--- Start of DATASET ENTRIES ---

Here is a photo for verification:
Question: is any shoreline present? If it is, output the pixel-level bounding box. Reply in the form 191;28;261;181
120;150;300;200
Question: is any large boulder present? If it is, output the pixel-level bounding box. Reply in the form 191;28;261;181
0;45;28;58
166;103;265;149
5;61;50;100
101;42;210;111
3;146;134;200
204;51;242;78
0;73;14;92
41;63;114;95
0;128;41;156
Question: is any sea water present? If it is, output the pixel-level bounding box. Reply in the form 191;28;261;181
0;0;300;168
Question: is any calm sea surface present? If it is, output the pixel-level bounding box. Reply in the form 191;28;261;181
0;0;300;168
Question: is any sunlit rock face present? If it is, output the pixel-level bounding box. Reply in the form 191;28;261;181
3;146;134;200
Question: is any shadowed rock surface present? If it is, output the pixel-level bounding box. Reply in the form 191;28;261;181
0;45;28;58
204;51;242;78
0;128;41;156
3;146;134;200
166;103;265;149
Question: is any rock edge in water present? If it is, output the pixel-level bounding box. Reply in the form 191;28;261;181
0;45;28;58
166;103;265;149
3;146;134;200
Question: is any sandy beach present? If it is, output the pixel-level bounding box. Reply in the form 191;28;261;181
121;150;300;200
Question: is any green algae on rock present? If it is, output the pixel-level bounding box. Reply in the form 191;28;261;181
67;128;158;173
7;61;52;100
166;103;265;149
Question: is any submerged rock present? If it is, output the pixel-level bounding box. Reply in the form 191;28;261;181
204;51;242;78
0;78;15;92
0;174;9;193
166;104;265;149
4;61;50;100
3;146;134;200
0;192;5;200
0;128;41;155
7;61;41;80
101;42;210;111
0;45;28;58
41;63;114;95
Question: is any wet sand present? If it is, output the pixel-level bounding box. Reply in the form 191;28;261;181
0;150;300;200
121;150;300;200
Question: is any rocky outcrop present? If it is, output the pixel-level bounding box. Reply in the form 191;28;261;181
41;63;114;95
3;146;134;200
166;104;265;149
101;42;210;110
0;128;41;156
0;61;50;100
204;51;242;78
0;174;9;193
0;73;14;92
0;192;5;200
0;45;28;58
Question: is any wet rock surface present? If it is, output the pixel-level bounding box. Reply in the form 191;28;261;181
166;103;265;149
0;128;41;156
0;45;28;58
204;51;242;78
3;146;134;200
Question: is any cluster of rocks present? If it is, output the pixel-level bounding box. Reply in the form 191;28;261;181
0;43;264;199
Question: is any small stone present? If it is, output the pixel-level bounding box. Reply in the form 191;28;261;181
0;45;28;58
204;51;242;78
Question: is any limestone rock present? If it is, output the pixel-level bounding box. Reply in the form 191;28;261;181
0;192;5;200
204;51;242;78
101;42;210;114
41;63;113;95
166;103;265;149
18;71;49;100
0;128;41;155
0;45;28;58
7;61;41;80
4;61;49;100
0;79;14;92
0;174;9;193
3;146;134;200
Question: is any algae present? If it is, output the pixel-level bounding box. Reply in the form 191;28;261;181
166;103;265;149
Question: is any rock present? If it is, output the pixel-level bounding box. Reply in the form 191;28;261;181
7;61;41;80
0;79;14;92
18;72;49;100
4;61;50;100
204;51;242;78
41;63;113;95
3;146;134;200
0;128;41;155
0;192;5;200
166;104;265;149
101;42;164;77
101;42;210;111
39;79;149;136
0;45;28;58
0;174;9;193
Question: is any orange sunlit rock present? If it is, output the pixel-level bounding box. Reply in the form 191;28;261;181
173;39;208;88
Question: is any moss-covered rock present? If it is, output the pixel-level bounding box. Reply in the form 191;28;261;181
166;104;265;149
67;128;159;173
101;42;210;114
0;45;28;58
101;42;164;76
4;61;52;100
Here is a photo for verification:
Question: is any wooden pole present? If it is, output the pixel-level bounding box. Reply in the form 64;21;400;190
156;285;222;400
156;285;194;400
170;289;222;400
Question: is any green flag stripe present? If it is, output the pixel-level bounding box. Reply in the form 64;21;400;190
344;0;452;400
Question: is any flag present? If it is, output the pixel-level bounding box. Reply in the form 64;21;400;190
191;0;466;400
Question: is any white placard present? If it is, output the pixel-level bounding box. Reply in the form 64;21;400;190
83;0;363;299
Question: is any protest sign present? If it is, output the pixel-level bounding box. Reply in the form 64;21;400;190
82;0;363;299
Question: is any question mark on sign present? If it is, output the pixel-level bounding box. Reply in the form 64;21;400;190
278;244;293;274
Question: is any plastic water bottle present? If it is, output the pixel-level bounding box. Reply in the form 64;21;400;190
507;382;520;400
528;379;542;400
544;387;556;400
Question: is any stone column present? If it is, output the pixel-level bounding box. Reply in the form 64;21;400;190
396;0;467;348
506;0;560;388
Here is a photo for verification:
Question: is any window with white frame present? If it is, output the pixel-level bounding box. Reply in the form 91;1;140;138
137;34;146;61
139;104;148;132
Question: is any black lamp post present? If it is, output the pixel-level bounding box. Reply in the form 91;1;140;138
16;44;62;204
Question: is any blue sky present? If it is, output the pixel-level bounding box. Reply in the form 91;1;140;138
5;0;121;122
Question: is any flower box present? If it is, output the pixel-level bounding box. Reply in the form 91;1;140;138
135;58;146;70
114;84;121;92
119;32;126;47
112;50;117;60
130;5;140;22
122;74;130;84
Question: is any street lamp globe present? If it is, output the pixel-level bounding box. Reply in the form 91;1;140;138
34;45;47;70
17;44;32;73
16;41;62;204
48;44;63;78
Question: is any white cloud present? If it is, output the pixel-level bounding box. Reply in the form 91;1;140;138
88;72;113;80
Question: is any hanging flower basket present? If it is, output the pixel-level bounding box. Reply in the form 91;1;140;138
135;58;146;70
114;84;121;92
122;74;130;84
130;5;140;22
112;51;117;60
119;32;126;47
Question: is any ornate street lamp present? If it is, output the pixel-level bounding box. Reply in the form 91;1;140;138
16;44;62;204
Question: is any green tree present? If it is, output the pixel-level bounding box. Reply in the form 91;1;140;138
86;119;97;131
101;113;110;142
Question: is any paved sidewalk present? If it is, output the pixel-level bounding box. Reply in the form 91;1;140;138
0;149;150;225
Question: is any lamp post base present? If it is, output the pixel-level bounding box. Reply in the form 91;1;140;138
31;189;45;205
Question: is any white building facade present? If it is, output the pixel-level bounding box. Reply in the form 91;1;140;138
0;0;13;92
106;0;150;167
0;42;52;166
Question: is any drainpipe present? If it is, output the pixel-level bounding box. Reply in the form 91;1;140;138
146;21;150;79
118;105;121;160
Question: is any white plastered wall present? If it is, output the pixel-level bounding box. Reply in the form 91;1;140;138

--- End of DATASET ENTRIES ---

◆ REQUIREMENT:
Rewrite all the data above as a numbered list, leaving out any blank lines.

◆ THE OUTPUT:
1. Here is a photo for verification:
2. Question: is any shoreline present? If it is, output the pixel-level bounding box. Reply in the form 191;28;261;181
3. 120;150;300;200
4. Question: is any large boulder present? If it is, output the pixel-level bounding box. Reply in the form 191;28;261;181
5. 0;45;28;58
6. 166;103;265;149
7. 5;61;50;100
8. 101;42;210;111
9. 3;146;134;200
10. 204;51;242;78
11. 0;73;14;92
12. 41;63;114;95
13. 0;128;41;156
14. Question: is any sea water present? If it is, output the pixel-level bounding box. Reply in the form 191;28;261;181
15. 0;0;300;168
16. Question: is any calm sea surface present? If it is, output the pixel-level bounding box. Reply in the form 191;28;261;181
17. 0;0;300;168
18. Question: is any sunlit rock face present? If it is, output the pixel-level bounding box. Reply in the form 191;28;261;181
19. 3;146;134;200
20. Question: is any shadowed rock surface present? If it is, output the pixel-level bounding box. Reply in the form 191;28;261;181
21. 0;45;28;58
22. 204;51;242;78
23. 0;128;41;156
24. 3;146;134;200
25. 166;103;265;149
26. Question: is any rock edge in water present? If it is, output the pixel-level bounding box. Reply in the form 191;28;261;181
27. 0;45;28;58
28. 166;103;265;149
29. 3;146;134;200
30. Question: is any sandy beach present? If it is, output the pixel-level bounding box. Reply in the form 191;28;261;181
31. 121;150;300;200
32. Question: is any green algae on rock present? If it is, output the pixel-level bounding box. Reply in the form 191;28;261;181
33. 67;128;158;173
34. 7;61;52;100
35. 166;103;265;149
36. Question: is any submerged rock present? If it is, output the pixel-level bounding box. Reply in the form 191;28;261;181
37. 204;51;242;78
38. 0;78;15;92
39. 0;174;9;193
40. 166;104;265;149
41. 4;61;50;100
42. 3;146;134;200
43. 0;192;5;200
44. 0;128;41;155
45. 7;61;41;80
46. 101;42;210;111
47. 0;45;28;58
48. 41;63;114;95
49. Question: is any wet sand present? If it is, output the pixel-level bounding box. Reply in the form 191;28;261;181
50. 0;150;300;200
51. 121;150;300;200
52. Question: is any rocky outcrop present? If it is, output the pixel-level bounding box. Reply in the form 191;28;261;181
53. 41;63;114;95
54. 3;146;134;200
55. 166;104;265;149
56. 101;42;210;110
57. 0;128;41;156
58. 0;61;50;100
59. 204;51;242;78
60. 0;174;9;193
61. 0;73;14;92
62. 0;192;5;200
63. 0;45;28;58
64. Question: is any wet rock surface present? If it is, output the pixel-level bounding box. Reply in the form 191;28;261;181
65. 166;103;265;149
66. 0;128;41;156
67. 0;45;28;58
68. 204;51;242;78
69. 3;146;134;200
70. Question: is any cluster of rocks present? If it is, output the pixel-level bounding box. Reply in the form 191;28;261;181
71. 0;43;264;199
72. Question: is any small stone present? If it is, output the pixel-level bounding box. Reply in the form 191;28;261;181
73. 0;45;28;58
74. 204;51;242;78
75. Question: is any limestone rock present? If it is, output the pixel-level bounding box. Reply in the form 191;28;261;181
76. 0;192;5;200
77. 204;51;242;78
78. 101;42;210;114
79. 41;63;113;95
80. 166;103;265;149
81. 18;71;49;100
82. 0;128;41;155
83. 0;45;28;58
84. 7;61;41;80
85. 4;61;49;100
86. 0;79;14;92
87. 0;174;9;193
88. 3;146;134;200
89. Question: is any algae present? If it is, output the pixel-level bounding box. Reply in the form 191;28;261;181
90. 166;103;265;149
91. Question: is any rock present? If it is, output the pixel-level bounding box. Reply in the form 191;28;261;181
92. 7;61;41;80
93. 0;79;14;92
94. 18;72;49;100
95. 4;61;50;100
96. 204;51;242;78
97. 41;63;113;95
98. 3;146;134;200
99. 0;128;41;155
100. 0;192;5;200
101. 166;104;265;149
102. 101;42;164;77
103. 101;42;210;111
104. 39;79;149;136
105. 0;45;28;58
106. 0;174;9;193
107. Question: is any orange sunlit rock present? If it is, output the pixel-level bounding box. Reply in the form 191;28;261;181
108. 173;39;208;88
109. Question: is any moss-covered rock present? If it is, output the pixel-level bounding box. Reply in the form 191;28;261;181
110. 166;104;265;149
111. 67;128;159;173
112. 101;42;210;114
113. 0;45;28;58
114. 101;42;164;76
115. 4;61;52;100
116. Here is a photo for verification:
117. Question: is any wooden pole present? If it is, output the pixel-level bounding box. Reply in the form 64;21;400;190
118. 156;285;222;400
119. 156;285;194;400
120. 170;289;222;400
121. Question: is any green flag stripe present? If it is, output the pixel-level bounding box. Reply in the form 64;21;400;190
122. 344;0;452;400
123. Question: is any flag present? If it is, output the pixel-level bounding box. Reply in the form 64;21;400;190
124. 191;0;466;400
125. Question: is any white placard present? If it is, output the pixel-level bounding box. Reply in the form 64;21;400;190
126. 83;0;363;299
127. Question: is any protest sign present? If it is, output the pixel-level bounding box. Reply in the form 64;21;400;190
128. 82;0;363;299
129. Question: is any question mark on sign present? If it is, output the pixel-level bounding box. Reply in the form 64;21;400;190
130. 278;244;293;274
131. Question: is any plastic water bottle present? If it is, output the pixel-level bounding box. Reply in the form 64;21;400;190
132. 507;382;520;400
133. 528;379;542;400
134. 544;387;556;400
135. Question: is any stone column present? If it is, output the pixel-level bounding box. Reply in the form 64;21;400;190
136. 396;0;467;348
137. 506;0;560;388
138. Here is a photo for verification:
139. Question: is any window with white frame present? If it is, output the pixel-level bounding box. Reply in the form 91;1;140;138
140. 137;34;146;61
141. 139;104;148;132
142. Question: is any black lamp post present? If it is, output the pixel-level bounding box. Reply in the form 91;1;140;138
143. 16;44;62;204
144. Question: is any blue sky present? If it is, output the pixel-level bounding box. Reply in the form 91;1;140;138
145. 5;0;121;122
146. Question: is any flower box present? If it is, output the pixel-level bounding box. Reply in the form 91;1;140;138
147. 135;58;146;70
148. 114;84;121;92
149. 119;32;126;47
150. 112;50;117;60
151. 130;5;140;22
152. 122;74;130;84
153. Question: is any street lamp globe present? If it is, output the pixel-level bounding box. Reply in the form 91;1;140;138
154. 34;45;47;70
155. 17;44;32;73
156. 16;41;62;204
157. 48;44;63;78
158. Question: is any white cloud present? If it is, output the pixel-level bounding box. Reply in the form 91;1;140;138
159. 88;72;113;80
160. Question: is any hanging flower basket present? If it is, output the pixel-level bounding box. Reply in the form 91;1;140;138
161. 135;58;146;70
162. 114;84;121;92
163. 122;74;130;84
164. 130;5;140;22
165. 112;51;117;60
166. 119;32;126;47
167. Question: is any ornate street lamp present? If it is, output the pixel-level bounding box. Reply in the form 91;1;140;138
168. 16;44;62;204
169. Question: is any green tree present? If it is, output the pixel-level bounding box. Reply in the form 91;1;140;138
170. 86;119;97;131
171. 101;113;110;142
172. Question: is any paved sidewalk present? If it is, output the pixel-level bounding box. Reply in the form 91;1;140;138
173. 0;149;150;225
174. Question: is any lamp post base present? If it is, output the pixel-level bounding box. Reply in the form 91;1;140;138
175. 31;189;45;205
176. Question: is any white building facade present? If it is, output the pixel-level bounding box. Reply in the form 91;1;140;138
177. 0;0;13;92
178. 106;0;150;167
179. 0;42;52;166
180. Question: is any drainpipe present? If it is, output the pixel-level bounding box. Reply in the form 91;1;140;138
181. 146;21;150;79
182. 118;105;121;160
183. Question: is any white plastered wall present? If it is, output the pixel-level bounding box. Reply in the form 91;1;140;138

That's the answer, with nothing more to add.